─── Working data ───

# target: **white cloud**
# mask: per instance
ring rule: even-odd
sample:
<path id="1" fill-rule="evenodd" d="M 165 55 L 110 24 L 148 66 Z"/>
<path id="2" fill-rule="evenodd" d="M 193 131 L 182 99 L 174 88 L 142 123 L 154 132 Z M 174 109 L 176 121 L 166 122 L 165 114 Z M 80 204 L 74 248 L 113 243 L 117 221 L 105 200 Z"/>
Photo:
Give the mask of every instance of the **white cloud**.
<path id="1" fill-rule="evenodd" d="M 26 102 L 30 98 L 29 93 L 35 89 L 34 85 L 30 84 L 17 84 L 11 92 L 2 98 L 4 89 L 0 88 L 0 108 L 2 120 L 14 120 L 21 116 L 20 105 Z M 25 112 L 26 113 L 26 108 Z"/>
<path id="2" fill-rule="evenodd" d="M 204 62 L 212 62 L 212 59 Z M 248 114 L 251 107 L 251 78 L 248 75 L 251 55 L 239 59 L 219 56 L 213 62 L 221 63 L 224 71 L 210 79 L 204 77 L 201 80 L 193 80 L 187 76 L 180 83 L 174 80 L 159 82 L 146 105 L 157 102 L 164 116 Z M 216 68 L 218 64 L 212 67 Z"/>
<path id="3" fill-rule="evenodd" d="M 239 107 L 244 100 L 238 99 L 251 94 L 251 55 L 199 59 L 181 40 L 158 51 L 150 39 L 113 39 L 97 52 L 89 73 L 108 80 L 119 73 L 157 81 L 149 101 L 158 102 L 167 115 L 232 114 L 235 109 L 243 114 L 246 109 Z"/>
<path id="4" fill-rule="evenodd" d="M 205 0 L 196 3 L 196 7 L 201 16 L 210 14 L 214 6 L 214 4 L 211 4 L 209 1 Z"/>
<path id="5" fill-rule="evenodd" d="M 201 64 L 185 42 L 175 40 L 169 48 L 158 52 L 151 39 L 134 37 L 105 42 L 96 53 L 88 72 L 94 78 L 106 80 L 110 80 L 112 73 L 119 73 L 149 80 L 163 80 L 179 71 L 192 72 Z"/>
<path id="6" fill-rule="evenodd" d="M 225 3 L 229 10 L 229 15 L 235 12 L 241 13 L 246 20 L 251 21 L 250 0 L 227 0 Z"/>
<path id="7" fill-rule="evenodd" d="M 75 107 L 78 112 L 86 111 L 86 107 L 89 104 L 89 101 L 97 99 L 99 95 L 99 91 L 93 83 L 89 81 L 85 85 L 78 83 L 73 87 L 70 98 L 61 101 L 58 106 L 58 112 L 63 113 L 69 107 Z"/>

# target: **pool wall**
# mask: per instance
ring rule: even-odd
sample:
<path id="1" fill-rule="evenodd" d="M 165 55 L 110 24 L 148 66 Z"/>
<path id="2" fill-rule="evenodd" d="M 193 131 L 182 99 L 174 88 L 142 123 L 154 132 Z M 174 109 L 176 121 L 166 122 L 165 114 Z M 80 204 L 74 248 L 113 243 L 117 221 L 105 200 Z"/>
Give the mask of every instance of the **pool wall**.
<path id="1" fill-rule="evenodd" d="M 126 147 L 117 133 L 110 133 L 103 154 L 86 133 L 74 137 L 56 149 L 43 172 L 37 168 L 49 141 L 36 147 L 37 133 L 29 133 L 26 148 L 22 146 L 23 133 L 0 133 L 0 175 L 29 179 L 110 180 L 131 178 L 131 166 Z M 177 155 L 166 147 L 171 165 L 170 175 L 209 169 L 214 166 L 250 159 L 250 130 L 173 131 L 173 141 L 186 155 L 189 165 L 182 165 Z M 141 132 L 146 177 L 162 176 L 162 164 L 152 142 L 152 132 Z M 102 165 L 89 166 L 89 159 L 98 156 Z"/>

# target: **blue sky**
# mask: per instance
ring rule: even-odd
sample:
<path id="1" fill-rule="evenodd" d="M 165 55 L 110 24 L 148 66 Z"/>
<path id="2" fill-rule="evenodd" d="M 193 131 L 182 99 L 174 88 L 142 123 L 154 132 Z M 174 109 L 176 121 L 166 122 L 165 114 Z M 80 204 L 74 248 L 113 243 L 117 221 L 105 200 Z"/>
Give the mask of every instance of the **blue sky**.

───

_Short exercise_.
Duplicate every line of the listing above without changes.

_Solved problem_.
# target: **white cloud**
# mask: per instance
ring rule: even-odd
sample:
<path id="1" fill-rule="evenodd" d="M 165 55 L 110 24 L 148 66 Z"/>
<path id="2" fill-rule="evenodd" d="M 193 131 L 182 99 L 174 88 L 142 123 L 154 132 Z M 174 109 L 176 121 L 166 122 L 165 114 Z M 80 204 L 74 248 L 113 243 L 117 221 L 105 200 Z"/>
Photo:
Give the mask of every instance of the **white cloud**.
<path id="1" fill-rule="evenodd" d="M 26 102 L 30 98 L 29 93 L 35 89 L 34 85 L 30 84 L 17 84 L 11 92 L 2 98 L 4 89 L 0 88 L 0 108 L 2 120 L 14 120 L 21 116 L 20 105 Z M 25 112 L 26 113 L 26 108 Z"/>
<path id="2" fill-rule="evenodd" d="M 204 62 L 212 62 L 212 59 Z M 248 114 L 251 107 L 251 78 L 248 75 L 251 55 L 239 59 L 219 56 L 213 62 L 221 63 L 224 71 L 210 79 L 204 77 L 201 80 L 193 80 L 187 76 L 180 83 L 174 80 L 159 82 L 146 105 L 157 102 L 164 116 Z M 216 68 L 218 64 L 212 67 Z"/>
<path id="3" fill-rule="evenodd" d="M 239 107 L 244 100 L 238 99 L 251 94 L 251 55 L 199 59 L 181 40 L 158 51 L 150 39 L 113 39 L 97 52 L 89 73 L 108 80 L 119 73 L 157 81 L 149 101 L 158 102 L 167 115 L 232 114 L 235 109 L 243 114 L 246 109 Z"/>
<path id="4" fill-rule="evenodd" d="M 205 0 L 196 3 L 196 7 L 201 16 L 210 14 L 214 6 L 214 4 L 211 4 L 209 1 Z"/>
<path id="5" fill-rule="evenodd" d="M 201 64 L 185 42 L 175 40 L 169 48 L 158 52 L 151 39 L 134 37 L 105 42 L 96 53 L 88 72 L 94 78 L 106 80 L 110 80 L 112 73 L 119 73 L 149 80 L 163 80 L 179 71 L 192 72 Z"/>
<path id="6" fill-rule="evenodd" d="M 225 3 L 229 10 L 229 15 L 235 12 L 241 13 L 246 20 L 251 21 L 250 0 L 227 0 Z"/>
<path id="7" fill-rule="evenodd" d="M 75 107 L 78 112 L 86 111 L 86 107 L 89 104 L 89 101 L 97 99 L 99 95 L 99 91 L 93 83 L 89 81 L 85 85 L 78 83 L 73 87 L 70 98 L 61 101 L 58 106 L 58 112 L 63 113 L 69 107 Z"/>

# target: **pool wall**
# mask: per instance
ring rule: even-odd
sample:
<path id="1" fill-rule="evenodd" d="M 165 55 L 110 24 L 148 66 Z"/>
<path id="2" fill-rule="evenodd" d="M 193 131 L 182 99 L 174 88 L 142 123 L 154 132 Z M 174 109 L 176 121 L 166 122 L 165 114 Z M 80 204 L 74 248 L 113 243 L 117 221 L 105 200 Z"/>
Give the mask of every instance of the **pool wall**.
<path id="1" fill-rule="evenodd" d="M 126 147 L 117 133 L 110 133 L 103 154 L 86 133 L 74 137 L 56 149 L 43 172 L 37 168 L 49 141 L 36 147 L 37 133 L 29 133 L 26 148 L 22 146 L 23 133 L 0 133 L 0 175 L 29 179 L 110 180 L 131 178 L 131 166 Z M 177 155 L 166 147 L 171 165 L 170 175 L 209 169 L 214 166 L 250 159 L 250 130 L 173 131 L 173 141 L 186 155 L 189 165 L 182 165 Z M 141 132 L 146 177 L 162 176 L 162 164 L 152 142 L 152 132 Z M 102 165 L 89 166 L 89 159 L 98 156 Z"/>

# target: **blue sky**
# mask: per instance
ring rule: even-odd
sample:
<path id="1" fill-rule="evenodd" d="M 165 55 L 110 24 L 148 66 Z"/>
<path id="2" fill-rule="evenodd" d="M 193 131 L 182 99 L 174 88 L 142 123 L 154 132 Z M 174 109 L 176 121 L 166 122 L 165 114 Z M 80 204 L 74 248 L 113 243 L 117 221 L 105 200 Z"/>
Give the mask of every instance of the **blue sky**.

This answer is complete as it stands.